▸ **Given request**:
Pull out every line in the material below that contains the word "hair", copying each one in full.
──────── Material to process
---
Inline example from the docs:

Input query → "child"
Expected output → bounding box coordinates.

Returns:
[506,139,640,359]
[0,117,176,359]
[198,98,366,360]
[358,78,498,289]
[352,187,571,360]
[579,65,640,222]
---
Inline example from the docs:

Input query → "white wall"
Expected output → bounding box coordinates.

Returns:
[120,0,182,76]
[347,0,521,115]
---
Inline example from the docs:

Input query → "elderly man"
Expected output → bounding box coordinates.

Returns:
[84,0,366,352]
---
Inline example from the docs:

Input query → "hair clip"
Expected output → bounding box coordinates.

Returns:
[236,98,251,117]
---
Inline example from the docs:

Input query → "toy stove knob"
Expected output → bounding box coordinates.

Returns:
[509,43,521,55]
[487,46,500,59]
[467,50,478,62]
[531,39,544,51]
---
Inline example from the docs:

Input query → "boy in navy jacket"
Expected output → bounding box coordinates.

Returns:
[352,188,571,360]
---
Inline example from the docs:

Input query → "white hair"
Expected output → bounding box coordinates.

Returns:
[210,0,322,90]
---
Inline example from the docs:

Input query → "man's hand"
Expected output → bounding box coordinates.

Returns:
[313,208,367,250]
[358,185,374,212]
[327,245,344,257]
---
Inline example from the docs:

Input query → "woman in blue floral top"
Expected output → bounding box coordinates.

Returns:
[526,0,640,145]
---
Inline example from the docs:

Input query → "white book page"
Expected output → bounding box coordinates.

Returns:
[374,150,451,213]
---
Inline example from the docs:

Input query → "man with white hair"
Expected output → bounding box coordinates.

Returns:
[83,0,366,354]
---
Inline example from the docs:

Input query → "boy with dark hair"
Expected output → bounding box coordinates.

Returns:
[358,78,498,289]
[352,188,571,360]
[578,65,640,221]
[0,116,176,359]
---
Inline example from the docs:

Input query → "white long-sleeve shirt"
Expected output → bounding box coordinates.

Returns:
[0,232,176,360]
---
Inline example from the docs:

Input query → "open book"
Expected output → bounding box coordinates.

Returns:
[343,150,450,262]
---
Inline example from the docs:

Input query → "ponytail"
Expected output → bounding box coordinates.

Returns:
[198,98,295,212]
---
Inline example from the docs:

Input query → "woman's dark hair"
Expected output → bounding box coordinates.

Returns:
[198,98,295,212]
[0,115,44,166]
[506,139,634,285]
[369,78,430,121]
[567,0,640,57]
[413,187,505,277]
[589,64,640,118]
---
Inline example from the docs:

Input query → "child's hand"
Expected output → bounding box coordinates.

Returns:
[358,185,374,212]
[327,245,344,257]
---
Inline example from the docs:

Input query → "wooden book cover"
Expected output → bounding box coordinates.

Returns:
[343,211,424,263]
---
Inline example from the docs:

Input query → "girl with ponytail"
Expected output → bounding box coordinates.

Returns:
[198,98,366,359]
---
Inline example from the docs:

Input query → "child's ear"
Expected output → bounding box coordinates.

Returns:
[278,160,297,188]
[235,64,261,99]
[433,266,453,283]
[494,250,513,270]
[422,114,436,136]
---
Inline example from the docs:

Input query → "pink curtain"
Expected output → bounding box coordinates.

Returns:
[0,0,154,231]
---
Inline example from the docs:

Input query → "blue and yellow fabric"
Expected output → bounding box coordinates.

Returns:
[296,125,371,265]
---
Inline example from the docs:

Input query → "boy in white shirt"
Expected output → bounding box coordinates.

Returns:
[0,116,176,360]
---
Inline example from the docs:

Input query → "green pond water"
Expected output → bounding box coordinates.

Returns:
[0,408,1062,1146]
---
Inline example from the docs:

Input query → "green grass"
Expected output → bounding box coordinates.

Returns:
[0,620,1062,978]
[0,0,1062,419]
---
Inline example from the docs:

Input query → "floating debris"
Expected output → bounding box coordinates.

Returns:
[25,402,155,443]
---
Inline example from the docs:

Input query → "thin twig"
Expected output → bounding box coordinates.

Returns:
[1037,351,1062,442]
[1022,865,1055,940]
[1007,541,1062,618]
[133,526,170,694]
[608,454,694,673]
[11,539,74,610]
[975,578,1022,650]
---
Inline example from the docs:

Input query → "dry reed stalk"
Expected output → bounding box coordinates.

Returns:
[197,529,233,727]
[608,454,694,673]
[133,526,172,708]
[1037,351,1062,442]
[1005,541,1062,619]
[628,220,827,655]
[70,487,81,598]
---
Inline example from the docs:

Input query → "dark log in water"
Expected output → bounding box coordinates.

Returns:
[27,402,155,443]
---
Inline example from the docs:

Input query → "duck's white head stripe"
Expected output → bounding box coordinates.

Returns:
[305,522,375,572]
────────────────
▸ **Solution for this task**:
Input query → "hair clip"
Input query → "white hair"
Input query → "man with white hair"
Input query → "boy with dark hair"
Input query → "woman's dark hair"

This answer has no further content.